Work request: In the material below, find all lines with the string "before" and copy them.

Records for the task:
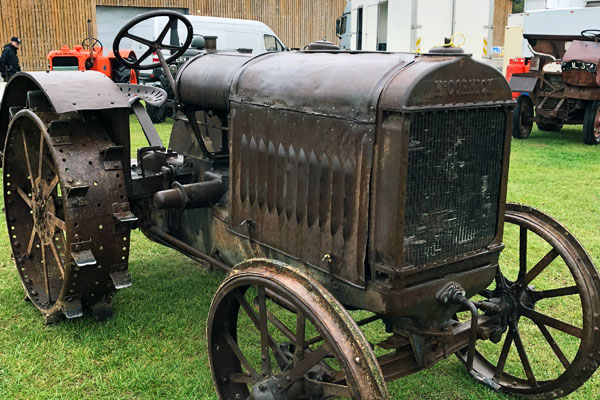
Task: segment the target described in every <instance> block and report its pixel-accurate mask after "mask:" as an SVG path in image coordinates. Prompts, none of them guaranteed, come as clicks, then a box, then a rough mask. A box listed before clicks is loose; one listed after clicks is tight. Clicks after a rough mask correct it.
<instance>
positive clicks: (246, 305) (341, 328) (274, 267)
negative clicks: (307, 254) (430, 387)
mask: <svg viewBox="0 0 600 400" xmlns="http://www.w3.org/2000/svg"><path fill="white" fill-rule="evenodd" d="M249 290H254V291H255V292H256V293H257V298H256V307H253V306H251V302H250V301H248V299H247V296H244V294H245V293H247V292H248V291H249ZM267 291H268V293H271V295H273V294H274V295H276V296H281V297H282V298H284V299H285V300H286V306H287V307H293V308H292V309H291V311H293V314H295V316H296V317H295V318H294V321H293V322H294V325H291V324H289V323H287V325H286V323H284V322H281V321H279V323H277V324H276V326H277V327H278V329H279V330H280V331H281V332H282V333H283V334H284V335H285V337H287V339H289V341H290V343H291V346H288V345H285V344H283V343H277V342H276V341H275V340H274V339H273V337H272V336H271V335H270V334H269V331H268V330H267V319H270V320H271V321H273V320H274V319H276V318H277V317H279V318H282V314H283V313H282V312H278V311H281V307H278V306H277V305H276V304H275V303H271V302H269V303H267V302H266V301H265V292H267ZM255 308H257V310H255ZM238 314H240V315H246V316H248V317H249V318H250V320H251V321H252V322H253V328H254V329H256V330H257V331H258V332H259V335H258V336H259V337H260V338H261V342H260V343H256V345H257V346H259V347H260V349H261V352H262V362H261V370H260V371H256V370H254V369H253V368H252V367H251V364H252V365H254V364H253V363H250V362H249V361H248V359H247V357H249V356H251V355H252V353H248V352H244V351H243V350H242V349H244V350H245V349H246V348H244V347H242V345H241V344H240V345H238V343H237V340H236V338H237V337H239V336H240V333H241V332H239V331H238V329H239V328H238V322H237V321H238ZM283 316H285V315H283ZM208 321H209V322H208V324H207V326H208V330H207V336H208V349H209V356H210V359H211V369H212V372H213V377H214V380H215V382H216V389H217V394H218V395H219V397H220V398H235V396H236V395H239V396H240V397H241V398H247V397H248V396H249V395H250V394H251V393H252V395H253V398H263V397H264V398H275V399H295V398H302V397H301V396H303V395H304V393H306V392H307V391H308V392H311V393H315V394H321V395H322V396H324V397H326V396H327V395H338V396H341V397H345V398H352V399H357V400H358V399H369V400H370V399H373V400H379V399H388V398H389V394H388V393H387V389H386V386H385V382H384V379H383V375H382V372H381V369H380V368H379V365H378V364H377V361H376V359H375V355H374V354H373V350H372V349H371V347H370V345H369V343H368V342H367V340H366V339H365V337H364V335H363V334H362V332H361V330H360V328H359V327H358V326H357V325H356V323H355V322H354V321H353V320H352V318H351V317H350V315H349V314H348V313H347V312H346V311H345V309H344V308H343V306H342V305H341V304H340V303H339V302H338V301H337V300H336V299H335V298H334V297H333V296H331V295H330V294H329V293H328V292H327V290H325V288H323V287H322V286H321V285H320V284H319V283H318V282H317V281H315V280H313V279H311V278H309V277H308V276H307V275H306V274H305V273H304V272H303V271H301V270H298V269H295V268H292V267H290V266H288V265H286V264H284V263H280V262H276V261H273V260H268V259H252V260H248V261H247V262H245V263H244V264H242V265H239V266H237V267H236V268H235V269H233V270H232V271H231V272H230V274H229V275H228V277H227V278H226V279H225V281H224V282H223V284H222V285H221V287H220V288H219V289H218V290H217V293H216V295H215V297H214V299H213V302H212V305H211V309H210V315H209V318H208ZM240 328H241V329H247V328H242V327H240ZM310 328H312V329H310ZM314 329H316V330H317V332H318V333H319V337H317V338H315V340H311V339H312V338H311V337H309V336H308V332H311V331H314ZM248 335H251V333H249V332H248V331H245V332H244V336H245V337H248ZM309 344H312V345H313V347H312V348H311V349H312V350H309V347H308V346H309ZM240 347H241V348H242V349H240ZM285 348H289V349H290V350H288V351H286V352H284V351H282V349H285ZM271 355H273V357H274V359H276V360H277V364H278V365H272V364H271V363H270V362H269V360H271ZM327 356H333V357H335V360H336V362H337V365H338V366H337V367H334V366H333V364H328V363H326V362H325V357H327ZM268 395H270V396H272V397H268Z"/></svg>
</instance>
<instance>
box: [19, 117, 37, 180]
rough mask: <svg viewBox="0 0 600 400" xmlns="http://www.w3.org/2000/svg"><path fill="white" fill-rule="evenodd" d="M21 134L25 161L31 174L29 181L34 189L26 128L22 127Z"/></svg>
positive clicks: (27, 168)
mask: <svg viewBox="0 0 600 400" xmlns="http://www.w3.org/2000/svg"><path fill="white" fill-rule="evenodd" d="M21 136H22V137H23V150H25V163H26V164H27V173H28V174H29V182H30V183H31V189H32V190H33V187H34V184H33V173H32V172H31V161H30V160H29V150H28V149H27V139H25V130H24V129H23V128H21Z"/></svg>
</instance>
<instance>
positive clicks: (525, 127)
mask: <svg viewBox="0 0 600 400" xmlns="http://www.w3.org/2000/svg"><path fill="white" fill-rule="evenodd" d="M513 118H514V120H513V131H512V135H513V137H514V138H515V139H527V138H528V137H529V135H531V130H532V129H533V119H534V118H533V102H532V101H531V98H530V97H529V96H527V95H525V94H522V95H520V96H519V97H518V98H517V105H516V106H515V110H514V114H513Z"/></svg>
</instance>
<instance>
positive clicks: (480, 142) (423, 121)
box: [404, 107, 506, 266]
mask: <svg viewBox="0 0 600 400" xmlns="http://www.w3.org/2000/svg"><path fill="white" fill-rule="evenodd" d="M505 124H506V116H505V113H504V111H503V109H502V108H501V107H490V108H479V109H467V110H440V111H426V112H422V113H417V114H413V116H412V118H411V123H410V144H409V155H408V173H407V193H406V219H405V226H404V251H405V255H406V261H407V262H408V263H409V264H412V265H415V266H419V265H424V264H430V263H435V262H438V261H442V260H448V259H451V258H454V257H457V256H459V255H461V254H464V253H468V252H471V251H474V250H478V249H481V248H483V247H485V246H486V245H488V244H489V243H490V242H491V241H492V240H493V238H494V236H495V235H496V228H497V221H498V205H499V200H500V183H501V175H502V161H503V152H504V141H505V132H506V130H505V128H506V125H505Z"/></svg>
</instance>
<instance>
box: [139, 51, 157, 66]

---

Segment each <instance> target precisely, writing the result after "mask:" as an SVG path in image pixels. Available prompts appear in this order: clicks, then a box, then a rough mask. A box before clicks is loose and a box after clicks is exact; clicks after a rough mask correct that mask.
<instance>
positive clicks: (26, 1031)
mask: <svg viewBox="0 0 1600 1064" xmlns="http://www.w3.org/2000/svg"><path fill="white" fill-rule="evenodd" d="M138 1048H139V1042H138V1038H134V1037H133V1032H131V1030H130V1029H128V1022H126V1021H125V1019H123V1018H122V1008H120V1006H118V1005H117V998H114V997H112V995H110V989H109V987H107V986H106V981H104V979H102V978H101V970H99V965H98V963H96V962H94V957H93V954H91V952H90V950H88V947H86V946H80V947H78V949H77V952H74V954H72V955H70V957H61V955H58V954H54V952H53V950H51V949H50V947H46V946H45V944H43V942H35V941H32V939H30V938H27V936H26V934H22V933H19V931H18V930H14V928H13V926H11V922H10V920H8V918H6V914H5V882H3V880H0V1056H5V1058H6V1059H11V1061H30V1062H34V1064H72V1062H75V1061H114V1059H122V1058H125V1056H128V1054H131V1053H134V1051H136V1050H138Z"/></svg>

Result of the task:
Task: segment the target described in every <instance> block and report its pixel-accurate mask after "mask:" as an SVG path in image coordinates. Prompts, none of them guaranteed, come as clicks, then a box, then a rough mask. A box listed before clicks is loose; one listed after clicks is tight. Clicks after a rough mask correct it.
Segment each <instance> target precisely, writing the result after "mask:" as an SVG path in image pixels. Available prompts appear in this order: clicks, then a box, then a rough mask. A box before clicks is loose and a box after clicks is exact; clicks after a rough mask correct that mask.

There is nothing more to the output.